• **What you have to do**
Put every line of the records below into a numbered list, skipping blank lines and leaving the pictures out.

• **Given data**
════════════════

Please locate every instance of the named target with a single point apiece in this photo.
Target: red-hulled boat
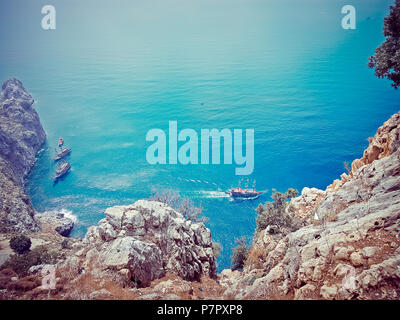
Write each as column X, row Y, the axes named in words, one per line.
column 239, row 193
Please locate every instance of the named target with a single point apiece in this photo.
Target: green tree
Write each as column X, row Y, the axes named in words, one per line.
column 386, row 60
column 20, row 244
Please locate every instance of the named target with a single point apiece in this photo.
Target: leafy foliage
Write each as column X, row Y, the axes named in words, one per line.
column 20, row 244
column 386, row 61
column 239, row 254
column 216, row 246
column 275, row 213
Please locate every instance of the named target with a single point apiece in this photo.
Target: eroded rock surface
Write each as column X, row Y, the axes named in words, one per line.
column 21, row 136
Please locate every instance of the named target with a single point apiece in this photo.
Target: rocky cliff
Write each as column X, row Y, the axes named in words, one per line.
column 21, row 136
column 144, row 241
column 348, row 245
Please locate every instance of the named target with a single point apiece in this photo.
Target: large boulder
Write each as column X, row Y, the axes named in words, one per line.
column 149, row 238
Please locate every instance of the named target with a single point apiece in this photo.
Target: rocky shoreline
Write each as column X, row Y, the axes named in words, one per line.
column 348, row 245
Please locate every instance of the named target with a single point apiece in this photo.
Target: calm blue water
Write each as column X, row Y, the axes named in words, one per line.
column 114, row 70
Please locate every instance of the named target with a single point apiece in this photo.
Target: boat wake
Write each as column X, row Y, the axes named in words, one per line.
column 211, row 194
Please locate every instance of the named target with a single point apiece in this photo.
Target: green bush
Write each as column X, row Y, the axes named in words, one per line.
column 275, row 213
column 21, row 263
column 239, row 254
column 20, row 244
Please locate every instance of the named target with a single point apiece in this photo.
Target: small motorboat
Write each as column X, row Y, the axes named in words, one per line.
column 63, row 153
column 62, row 170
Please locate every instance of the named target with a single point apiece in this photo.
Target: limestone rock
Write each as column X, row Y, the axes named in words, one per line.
column 57, row 221
column 149, row 238
column 21, row 136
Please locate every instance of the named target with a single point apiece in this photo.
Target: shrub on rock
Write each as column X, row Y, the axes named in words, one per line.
column 20, row 244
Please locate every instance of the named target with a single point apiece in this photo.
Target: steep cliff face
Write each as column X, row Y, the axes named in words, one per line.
column 21, row 136
column 351, row 250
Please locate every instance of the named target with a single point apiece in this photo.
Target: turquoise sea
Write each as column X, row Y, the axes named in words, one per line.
column 112, row 70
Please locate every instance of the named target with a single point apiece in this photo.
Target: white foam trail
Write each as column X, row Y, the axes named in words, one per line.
column 69, row 214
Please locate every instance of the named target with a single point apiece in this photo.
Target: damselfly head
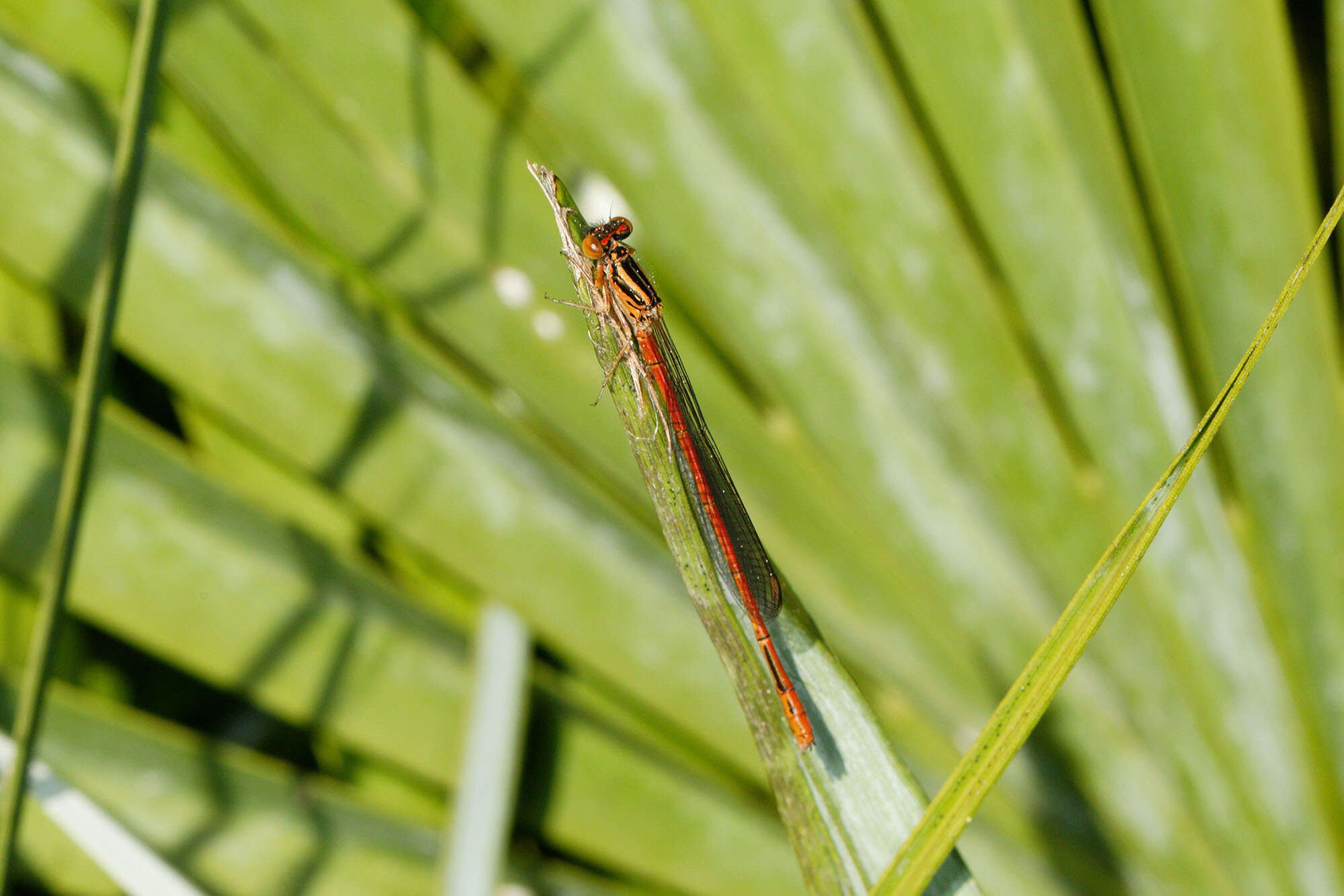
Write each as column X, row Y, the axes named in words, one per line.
column 604, row 237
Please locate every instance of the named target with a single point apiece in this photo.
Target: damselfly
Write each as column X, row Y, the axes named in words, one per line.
column 628, row 300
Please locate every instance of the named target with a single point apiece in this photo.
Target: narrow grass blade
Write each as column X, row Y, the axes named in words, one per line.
column 849, row 796
column 135, row 867
column 483, row 813
column 84, row 429
column 1032, row 694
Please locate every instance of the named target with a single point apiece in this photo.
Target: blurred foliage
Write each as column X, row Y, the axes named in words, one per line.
column 951, row 280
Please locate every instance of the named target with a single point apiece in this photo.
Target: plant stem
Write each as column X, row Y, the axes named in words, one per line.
column 127, row 169
column 1032, row 694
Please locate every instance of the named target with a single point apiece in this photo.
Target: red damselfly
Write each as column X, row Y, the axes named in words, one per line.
column 627, row 299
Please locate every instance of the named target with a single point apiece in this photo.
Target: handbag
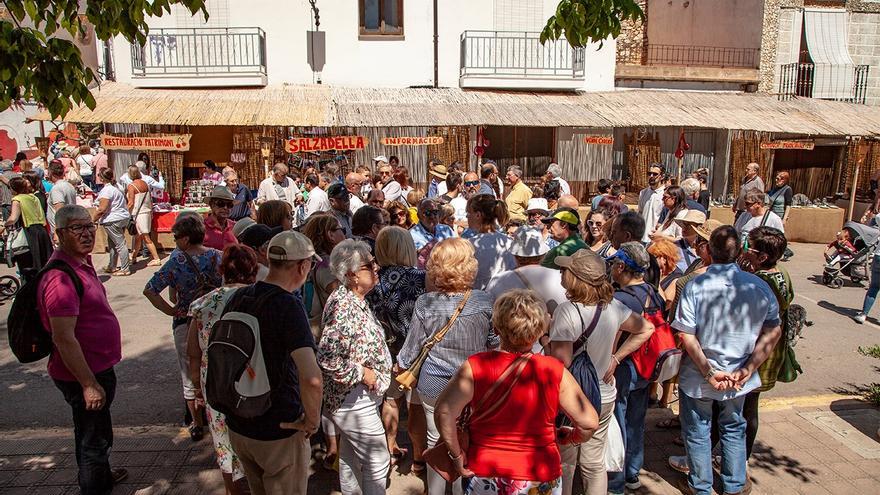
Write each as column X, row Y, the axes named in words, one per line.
column 132, row 224
column 408, row 378
column 438, row 456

════════════════

• **Exercise result**
1. Please locate every instance of the named target with a single point apiece in this photo.
2. Target: red-hulled boat
3. Write each as column X, row Y, the axes named in words, one per line.
4. column 239, row 193
5. Please locate every instance of the named target with a single point apiece in this photo.
6. Target: green tree
7. Write each as column X, row Y, the axes named in words, one per line.
8. column 386, row 60
9. column 20, row 244
10. Please locate every instance of the named target with a single point apiece in this photo.
11. Target: leafy foliage
12. Write each as column X, row Y, the axes named in words, one per line.
13. column 20, row 244
14. column 386, row 61
15. column 239, row 254
16. column 216, row 246
17. column 275, row 213
18. Please locate every instance of the named target with a single point apiece in this photo.
19. Target: eroded rock surface
20. Write each as column X, row Y, the axes named in words, one per line.
21. column 21, row 136
22. Please locate every instance of the named target with a single point apiece in this photo.
23. Target: rocky cliff
24. Write each as column X, row Y, the axes named in words, one per line.
25. column 21, row 136
26. column 144, row 241
27. column 348, row 245
28. Please locate every instance of the named target with a single point apiece in this photo.
29. Target: large boulder
30. Write each as column X, row Y, the axes named in words, one per line.
31. column 149, row 238
32. Please locate every instance of the named target with a single point apiece in this photo.
33. Target: rocky shoreline
34. Write each as column X, row Y, the axes named in words, one per line.
35. column 348, row 245
36. Please locate every instance of the named target with a single point apiece in this photo.
37. Target: calm blue water
38. Write each as column X, row Y, the axes named in words, one per line.
39. column 114, row 70
40. Please locate every instance of the named target with a single point apiece in this photo.
41. Target: boat wake
42. Write each as column X, row Y, the axes named in words, one per line.
43. column 211, row 194
44. Please locate every instance of the named target with a single point apiece in this photo.
45. Target: green bush
46. Write each as column X, row Y, the axes named in words, one per line.
47. column 275, row 213
48. column 21, row 263
49. column 239, row 254
50. column 20, row 244
51. Please locate every instance of the named target with a single point apiece in this photo.
52. Target: small motorboat
53. Write each as column X, row Y, the axes named in words, one per line.
54. column 63, row 153
55. column 62, row 170
56. Please locate every instance of the named target with a single point apiece in this photo.
57. Target: limestone rock
58. Write each as column X, row Y, the axes named in words, one per line.
59. column 57, row 221
60. column 149, row 238
61. column 21, row 136
62. Please locate every instance of the named target with a single point apiece in this photo.
63. Target: shrub on rock
64. Write each as column X, row Y, the axes named in words, one per line.
65. column 20, row 244
66. Please locate every instance of the named target with a single point apiece in this photo.
67. Target: steep cliff face
68. Write each as column X, row Y, the axes named in words, one per line.
69. column 21, row 136
70. column 351, row 250
71. Please locate every instance of the named target with a single point apiece in this photo.
72. Target: turquoise sea
73. Write each as column X, row Y, the axes named in words, one per line.
74. column 112, row 70
75. Please locate every instance of the named target with a single point apiece in this photo.
76. Target: white foam trail
77. Write each as column X, row Y, the axes named in words, one per line.
78. column 69, row 214
79. Please locate every instance of the named target with a single point apiece in this photo.
80. Target: damselfly head
81. Write each as column X, row Y, the axes named in words, one per line.
82. column 604, row 237
83. Please locate every instance of the named target with a single point apiece in this photo.
84. Target: damselfly
85. Write each as column X, row Y, the axes named in words, one per line.
86. column 628, row 300
87. Please locate every instance of the named target with a single point apiece in this photo.
88. Target: narrow grass blade
89. Write each as column X, row Y, the axes named in words, one per line.
90. column 849, row 796
91. column 135, row 867
92. column 483, row 813
93. column 84, row 429
94. column 1032, row 694
95. Please locate every instance of the named target with a single point apiece in this photo.
96. Target: blurred foliage
97. Write each as column X, row Y, the axes named in words, one per line.
98. column 951, row 280
99. Please locate every instance of the named target with a single point apiece in this photo.
100. Target: plant stem
101. Write each as column X, row Y, the axes named in words, one per line.
102. column 127, row 169
103. column 1032, row 694
104. Please locate every instance of the named target with a single point apiece in this photo.
105. Target: red damselfly
106. Write each as column X, row Y, the axes named in words, one per line.
107. column 627, row 299
108. Please locate every instance of the named target with a single point apiece in this photo.
109. Target: handbag
110. Write each as column X, row Y, the axes named in words, one per line.
111. column 132, row 224
112. column 408, row 378
113. column 438, row 456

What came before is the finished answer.